**Text shown**.
Structured Interviews also utilize pre-determined questions but are conducted in a one-to-one setting. They are more time consuming than focus groups to reach the same number of participants but can give a more detailed data set. Structured interviews are ideal when discussing personal experiences but particular care is needed of the power dynamic between the interviewer and interviewee. The biases within focus groups and semi-structured interviews come primarily from asking leading or unsuitable questions and who the participants are, and if they are representative of the communities the research wishes to engage with, as well as participants not feeling comfortable in the setting and answering the questions how they think the interviewer wants them to be answered [24].

Stage 5a: Data analysis – quantitative data

Quantitative methodologies are often where life scientists start in terms of pedagogy study design, as this is the data that biological scientists are most familiar with. If Excel, R or Prism (other software is available) can be used then researchers feel more comfortable in their abilities to analyse them and draw relevant conclusions.

**Data extract**.

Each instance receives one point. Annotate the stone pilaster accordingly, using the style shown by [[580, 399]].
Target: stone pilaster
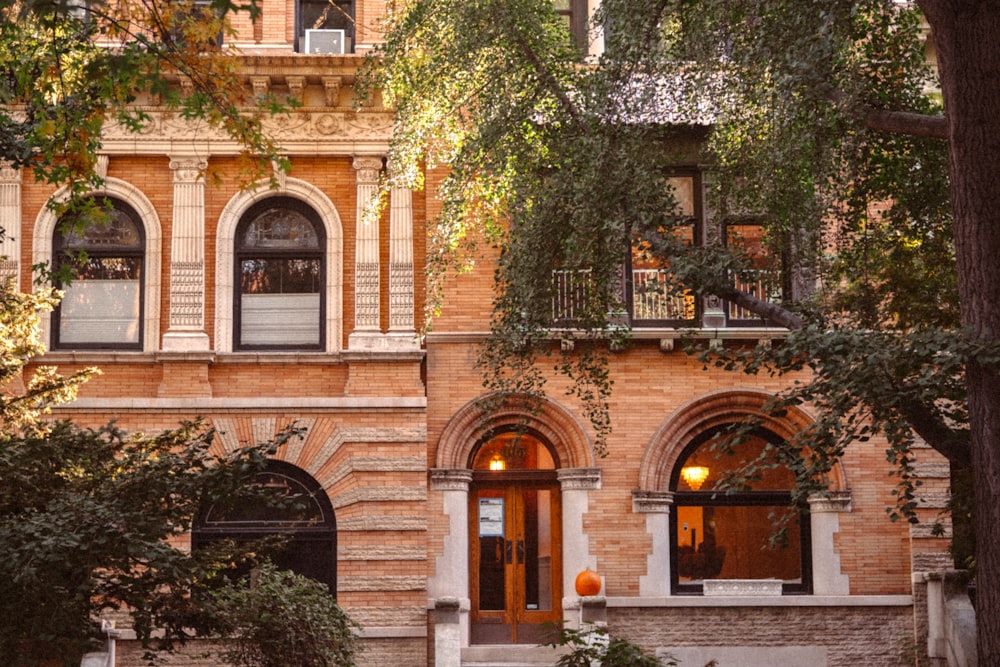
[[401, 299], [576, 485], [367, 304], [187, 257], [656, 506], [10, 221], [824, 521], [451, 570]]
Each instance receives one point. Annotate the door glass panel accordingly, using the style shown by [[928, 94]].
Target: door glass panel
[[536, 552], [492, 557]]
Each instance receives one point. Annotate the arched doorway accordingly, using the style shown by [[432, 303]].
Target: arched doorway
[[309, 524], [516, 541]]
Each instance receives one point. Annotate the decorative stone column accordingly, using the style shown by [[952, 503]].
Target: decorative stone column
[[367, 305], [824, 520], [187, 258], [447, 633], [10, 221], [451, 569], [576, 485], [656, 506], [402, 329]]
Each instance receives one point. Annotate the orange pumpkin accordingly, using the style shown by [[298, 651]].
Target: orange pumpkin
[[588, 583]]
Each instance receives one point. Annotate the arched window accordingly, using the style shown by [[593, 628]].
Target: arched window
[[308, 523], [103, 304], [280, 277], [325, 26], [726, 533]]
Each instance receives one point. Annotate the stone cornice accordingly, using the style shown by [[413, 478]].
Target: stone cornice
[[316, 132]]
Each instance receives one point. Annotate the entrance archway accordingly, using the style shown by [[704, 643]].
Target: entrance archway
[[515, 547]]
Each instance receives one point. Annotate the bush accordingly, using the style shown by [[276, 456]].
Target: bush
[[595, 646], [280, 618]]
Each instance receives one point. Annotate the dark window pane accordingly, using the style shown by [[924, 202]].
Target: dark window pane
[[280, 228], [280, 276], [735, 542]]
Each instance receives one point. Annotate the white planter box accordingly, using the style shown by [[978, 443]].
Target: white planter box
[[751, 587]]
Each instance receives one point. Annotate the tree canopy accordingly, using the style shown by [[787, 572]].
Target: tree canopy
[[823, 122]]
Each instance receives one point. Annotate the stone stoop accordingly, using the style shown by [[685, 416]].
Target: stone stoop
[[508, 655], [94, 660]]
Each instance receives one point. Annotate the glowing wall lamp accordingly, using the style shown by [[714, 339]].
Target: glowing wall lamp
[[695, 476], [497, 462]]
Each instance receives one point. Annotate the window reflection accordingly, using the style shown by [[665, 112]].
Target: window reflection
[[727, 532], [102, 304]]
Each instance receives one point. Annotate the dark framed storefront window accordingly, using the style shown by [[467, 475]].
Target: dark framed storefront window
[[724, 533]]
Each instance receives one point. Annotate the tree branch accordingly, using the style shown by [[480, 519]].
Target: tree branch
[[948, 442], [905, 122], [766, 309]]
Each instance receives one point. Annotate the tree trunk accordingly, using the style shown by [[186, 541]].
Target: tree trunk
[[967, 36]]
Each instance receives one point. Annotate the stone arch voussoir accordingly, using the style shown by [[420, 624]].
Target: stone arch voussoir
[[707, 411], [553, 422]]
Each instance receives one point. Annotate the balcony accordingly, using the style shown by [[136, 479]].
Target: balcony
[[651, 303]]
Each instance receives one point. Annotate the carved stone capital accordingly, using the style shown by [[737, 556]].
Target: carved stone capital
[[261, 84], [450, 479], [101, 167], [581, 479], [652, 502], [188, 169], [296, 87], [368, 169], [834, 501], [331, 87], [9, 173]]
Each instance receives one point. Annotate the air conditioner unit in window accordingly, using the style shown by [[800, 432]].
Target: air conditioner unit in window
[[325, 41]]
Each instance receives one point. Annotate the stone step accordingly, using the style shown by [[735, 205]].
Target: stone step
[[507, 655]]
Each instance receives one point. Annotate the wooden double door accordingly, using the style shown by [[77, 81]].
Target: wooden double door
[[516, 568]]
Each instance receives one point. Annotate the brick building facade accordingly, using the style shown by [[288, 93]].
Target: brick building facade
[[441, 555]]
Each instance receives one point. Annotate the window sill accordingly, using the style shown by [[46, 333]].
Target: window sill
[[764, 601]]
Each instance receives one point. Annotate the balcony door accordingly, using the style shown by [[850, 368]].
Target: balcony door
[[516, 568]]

**What you have to do**. Rewrite the research-methods passage, everything from "Quantitative methodologies are" down to "draw relevant conclusions.", replacing "Prism" with "SPSS".

**Response to the exercise**.
Quantitative methodologies are often where life scientists start in terms of pedagogy study design, as this is the data that biological scientists are most familiar with. If Excel, R or SPSS (other software is available) can be used then researchers feel more comfortable in their abilities to analyse them and draw relevant conclusions.